QUÉ HACER: Por favor, copia de nuevo todas estas líneas y renombra "instance" como "object" cada vez que aparezca. No cambies nada más.

━━ CONJUNTO DE LÍNEAS ━━

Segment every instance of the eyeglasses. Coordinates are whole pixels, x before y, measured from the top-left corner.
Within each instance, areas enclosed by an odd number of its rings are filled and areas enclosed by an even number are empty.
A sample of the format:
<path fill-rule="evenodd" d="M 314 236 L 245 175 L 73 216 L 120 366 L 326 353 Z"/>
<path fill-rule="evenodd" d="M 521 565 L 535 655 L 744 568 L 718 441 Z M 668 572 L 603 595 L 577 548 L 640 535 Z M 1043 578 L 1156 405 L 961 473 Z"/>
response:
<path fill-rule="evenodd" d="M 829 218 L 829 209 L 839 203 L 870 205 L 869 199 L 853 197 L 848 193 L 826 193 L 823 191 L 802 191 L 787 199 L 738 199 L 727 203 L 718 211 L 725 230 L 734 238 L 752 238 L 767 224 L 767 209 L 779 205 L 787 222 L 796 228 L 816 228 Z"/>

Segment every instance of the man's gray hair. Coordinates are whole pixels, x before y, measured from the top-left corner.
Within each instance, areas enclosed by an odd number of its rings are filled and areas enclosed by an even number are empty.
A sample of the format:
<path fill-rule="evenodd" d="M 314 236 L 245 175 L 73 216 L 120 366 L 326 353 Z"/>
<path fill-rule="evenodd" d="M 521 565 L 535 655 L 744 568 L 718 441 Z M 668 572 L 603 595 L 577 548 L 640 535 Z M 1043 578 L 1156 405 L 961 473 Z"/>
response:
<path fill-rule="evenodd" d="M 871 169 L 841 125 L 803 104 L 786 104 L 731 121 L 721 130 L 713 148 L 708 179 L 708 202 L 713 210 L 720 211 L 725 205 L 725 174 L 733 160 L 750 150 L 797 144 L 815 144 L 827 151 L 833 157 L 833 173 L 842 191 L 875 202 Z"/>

━━━

RESPUESTA FINAL:
Segment every object of the eyeglasses. Coordinates are whole pixels, x before y, measured from the top-left corner.
Within each object, areas enclosed by an odd number of its rings are filled and areas enclosed by an even number are empty.
A sample of the format:
<path fill-rule="evenodd" d="M 314 236 L 245 175 L 73 216 L 120 366 L 326 353 Z"/>
<path fill-rule="evenodd" d="M 521 565 L 535 655 L 744 568 L 718 441 Z M 668 572 L 603 595 L 577 548 L 640 535 Z M 1043 578 L 1156 405 L 961 473 Z"/>
response:
<path fill-rule="evenodd" d="M 829 218 L 829 209 L 839 203 L 870 205 L 869 199 L 853 197 L 848 193 L 826 193 L 823 191 L 802 191 L 787 199 L 738 199 L 727 203 L 718 211 L 725 230 L 734 238 L 752 238 L 767 224 L 767 209 L 779 205 L 787 222 L 796 228 L 816 228 Z"/>

Segment every object of the man's gray hair. Coordinates are whole pixels, x before y, measured from the top-left corner.
Within each object, areas enclosed by an odd number of its rings are filled and areas enclosed by an even number are empty.
A sample of the format:
<path fill-rule="evenodd" d="M 314 236 L 245 175 L 73 216 L 120 366 L 326 353 Z"/>
<path fill-rule="evenodd" d="M 521 565 L 535 655 L 744 568 L 718 441 Z M 668 572 L 603 595 L 577 548 L 640 535 Z M 1043 578 L 1156 405 L 961 473 Z"/>
response:
<path fill-rule="evenodd" d="M 871 169 L 841 125 L 803 104 L 786 104 L 731 121 L 721 130 L 713 148 L 708 179 L 708 202 L 713 210 L 720 211 L 725 205 L 725 174 L 733 160 L 750 150 L 797 144 L 815 144 L 827 151 L 833 157 L 833 173 L 842 191 L 875 202 Z"/>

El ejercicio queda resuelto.